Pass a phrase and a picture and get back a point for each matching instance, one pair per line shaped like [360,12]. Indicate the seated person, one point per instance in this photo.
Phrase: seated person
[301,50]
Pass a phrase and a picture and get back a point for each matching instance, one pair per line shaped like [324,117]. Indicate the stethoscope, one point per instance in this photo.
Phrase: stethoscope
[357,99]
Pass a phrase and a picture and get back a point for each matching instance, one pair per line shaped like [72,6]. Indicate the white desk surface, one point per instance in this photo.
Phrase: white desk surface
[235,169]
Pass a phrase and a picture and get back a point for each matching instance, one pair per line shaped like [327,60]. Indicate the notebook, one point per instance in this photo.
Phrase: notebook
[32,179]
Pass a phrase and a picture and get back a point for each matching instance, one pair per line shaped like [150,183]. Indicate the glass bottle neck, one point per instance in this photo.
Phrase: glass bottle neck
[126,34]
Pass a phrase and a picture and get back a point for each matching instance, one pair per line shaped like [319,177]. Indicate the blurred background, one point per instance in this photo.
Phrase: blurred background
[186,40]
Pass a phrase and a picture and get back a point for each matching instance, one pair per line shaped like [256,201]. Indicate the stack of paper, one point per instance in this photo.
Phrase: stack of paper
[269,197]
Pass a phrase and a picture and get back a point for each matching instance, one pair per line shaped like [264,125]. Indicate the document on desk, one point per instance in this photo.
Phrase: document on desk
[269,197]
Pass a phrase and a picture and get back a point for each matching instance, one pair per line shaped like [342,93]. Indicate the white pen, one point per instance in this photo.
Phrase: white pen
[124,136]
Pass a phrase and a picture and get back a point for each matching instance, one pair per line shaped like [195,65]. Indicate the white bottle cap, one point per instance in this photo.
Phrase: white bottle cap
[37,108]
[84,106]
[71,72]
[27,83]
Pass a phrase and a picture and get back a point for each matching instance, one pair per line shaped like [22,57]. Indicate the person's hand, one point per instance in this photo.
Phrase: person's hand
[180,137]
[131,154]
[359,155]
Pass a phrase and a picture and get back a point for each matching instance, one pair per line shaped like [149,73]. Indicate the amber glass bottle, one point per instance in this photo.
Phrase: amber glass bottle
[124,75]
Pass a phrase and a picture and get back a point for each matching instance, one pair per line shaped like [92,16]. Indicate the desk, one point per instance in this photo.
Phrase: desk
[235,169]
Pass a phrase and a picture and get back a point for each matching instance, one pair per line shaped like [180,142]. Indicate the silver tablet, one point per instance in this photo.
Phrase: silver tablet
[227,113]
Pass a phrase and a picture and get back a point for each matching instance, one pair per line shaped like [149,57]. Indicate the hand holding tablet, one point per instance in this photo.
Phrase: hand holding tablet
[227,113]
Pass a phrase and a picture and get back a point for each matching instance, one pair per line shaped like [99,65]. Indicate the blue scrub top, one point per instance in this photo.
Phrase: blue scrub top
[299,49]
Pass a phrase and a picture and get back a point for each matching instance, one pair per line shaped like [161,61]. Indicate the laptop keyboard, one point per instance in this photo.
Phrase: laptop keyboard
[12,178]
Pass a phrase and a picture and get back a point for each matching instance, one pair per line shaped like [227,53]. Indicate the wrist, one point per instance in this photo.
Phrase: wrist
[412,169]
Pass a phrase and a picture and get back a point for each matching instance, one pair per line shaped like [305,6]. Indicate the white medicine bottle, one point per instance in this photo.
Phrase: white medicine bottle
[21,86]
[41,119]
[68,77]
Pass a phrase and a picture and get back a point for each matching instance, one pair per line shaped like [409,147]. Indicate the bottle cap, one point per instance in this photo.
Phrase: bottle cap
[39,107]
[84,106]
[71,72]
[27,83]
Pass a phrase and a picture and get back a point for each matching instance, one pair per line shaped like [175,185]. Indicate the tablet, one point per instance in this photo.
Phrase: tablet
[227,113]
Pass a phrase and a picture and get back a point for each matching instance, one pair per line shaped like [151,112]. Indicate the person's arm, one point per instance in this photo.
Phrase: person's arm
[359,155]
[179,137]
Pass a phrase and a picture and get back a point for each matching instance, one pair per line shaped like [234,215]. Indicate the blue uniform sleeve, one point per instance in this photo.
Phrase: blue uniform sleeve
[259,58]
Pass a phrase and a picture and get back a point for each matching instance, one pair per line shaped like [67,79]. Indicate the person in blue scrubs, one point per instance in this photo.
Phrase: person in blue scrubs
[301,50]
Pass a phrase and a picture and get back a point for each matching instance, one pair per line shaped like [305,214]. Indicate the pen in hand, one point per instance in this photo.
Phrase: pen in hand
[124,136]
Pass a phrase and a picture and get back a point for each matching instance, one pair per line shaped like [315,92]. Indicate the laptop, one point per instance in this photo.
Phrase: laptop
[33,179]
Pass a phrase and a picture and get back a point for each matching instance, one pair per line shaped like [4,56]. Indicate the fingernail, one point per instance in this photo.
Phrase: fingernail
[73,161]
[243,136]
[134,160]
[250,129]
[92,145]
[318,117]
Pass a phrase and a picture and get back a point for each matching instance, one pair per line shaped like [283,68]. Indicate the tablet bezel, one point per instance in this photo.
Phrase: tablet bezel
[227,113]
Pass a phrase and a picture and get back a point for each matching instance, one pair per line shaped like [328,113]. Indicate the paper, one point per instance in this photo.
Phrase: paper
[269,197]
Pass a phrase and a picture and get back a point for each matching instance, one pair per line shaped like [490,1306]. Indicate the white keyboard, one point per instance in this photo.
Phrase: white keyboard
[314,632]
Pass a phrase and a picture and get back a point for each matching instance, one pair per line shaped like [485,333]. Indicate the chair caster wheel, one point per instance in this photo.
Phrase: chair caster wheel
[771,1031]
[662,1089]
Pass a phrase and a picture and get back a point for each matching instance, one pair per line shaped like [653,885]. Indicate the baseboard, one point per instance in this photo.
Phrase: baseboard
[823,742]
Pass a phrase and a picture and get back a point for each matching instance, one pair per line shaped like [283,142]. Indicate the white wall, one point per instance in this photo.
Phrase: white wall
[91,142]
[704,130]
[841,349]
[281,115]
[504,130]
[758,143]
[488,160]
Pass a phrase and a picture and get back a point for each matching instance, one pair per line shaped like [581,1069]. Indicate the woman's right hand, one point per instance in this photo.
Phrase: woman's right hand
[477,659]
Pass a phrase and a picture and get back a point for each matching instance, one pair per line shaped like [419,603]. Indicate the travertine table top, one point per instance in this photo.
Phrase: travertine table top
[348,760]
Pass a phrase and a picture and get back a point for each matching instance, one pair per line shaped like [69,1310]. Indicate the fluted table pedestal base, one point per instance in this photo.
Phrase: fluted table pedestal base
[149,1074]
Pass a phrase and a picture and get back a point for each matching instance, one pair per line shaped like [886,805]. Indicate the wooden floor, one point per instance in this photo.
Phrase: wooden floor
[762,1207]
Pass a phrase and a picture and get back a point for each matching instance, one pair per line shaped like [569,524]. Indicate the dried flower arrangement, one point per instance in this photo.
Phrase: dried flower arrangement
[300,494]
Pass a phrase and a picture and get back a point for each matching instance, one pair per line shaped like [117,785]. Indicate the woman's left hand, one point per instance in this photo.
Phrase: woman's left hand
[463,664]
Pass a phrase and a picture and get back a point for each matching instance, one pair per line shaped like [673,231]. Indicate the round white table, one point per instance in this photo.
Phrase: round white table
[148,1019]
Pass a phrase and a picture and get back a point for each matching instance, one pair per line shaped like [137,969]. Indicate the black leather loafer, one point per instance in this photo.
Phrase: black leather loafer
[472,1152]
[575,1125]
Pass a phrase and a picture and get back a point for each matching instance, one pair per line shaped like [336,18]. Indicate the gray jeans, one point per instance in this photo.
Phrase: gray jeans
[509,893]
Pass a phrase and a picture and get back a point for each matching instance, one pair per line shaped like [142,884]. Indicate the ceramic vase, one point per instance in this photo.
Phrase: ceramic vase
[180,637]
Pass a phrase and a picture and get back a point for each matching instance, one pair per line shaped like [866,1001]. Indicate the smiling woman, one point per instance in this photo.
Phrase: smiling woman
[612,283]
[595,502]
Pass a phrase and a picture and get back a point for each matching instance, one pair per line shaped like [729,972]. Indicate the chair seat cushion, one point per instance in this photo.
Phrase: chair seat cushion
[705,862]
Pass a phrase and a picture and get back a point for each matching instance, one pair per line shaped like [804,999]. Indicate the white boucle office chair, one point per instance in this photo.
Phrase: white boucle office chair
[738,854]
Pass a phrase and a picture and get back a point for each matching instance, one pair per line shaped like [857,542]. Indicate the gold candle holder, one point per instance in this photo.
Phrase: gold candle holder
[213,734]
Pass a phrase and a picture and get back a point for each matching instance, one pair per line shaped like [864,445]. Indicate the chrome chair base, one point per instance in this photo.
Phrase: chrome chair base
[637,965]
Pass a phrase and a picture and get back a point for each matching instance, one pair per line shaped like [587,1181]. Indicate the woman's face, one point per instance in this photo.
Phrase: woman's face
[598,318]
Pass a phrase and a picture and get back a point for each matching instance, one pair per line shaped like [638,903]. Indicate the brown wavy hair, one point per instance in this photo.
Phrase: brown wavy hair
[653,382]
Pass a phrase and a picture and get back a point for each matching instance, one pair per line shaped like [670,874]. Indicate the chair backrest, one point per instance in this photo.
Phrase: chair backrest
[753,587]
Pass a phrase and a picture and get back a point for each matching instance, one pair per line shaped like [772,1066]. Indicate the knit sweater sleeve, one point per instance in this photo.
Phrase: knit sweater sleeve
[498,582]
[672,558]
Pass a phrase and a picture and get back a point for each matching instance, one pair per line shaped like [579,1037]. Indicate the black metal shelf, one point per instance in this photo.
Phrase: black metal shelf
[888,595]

============

§ **Brief**: Your task is to extract the lines running from the one with "backrest, one point per instance in this photo." to the end of the material, inclusive, copying each exactly and adding nothing.

§ **Answer to the task**:
Pass a phrase and a picture and get back a point for each matching instance, one pair per line shaped like [670,874]. Indicate the chair backrest, one point per instance in this photo.
Phrase: chair backrest
[753,587]
Pass a phrase and a picture and get back a point for each matching instance, one pair per line shaped like [772,1066]. Indicate the knit sweater sleeve, one point per instance in this photo.
Phrase: knit sweater sleeve
[498,582]
[672,558]
Pass a phrase and a picture and get back a point for each matching instance, one pair per line shaped like [579,1037]. Indicate the black metal shelf, one point per instance in this photo.
Phrase: black metal shelf
[888,595]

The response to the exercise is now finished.